(TASK REQUIREMENTS): Copy out the lines below word for word, including every number.

(Point placement lines)
*-*-*
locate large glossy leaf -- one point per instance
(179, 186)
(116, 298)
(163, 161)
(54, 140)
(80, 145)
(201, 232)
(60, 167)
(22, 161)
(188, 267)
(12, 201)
*-*-*
(TASK SOLUTION):
locate large glossy leaf -- one point per instance
(179, 186)
(116, 298)
(163, 161)
(54, 140)
(80, 145)
(201, 232)
(60, 167)
(22, 161)
(188, 267)
(12, 201)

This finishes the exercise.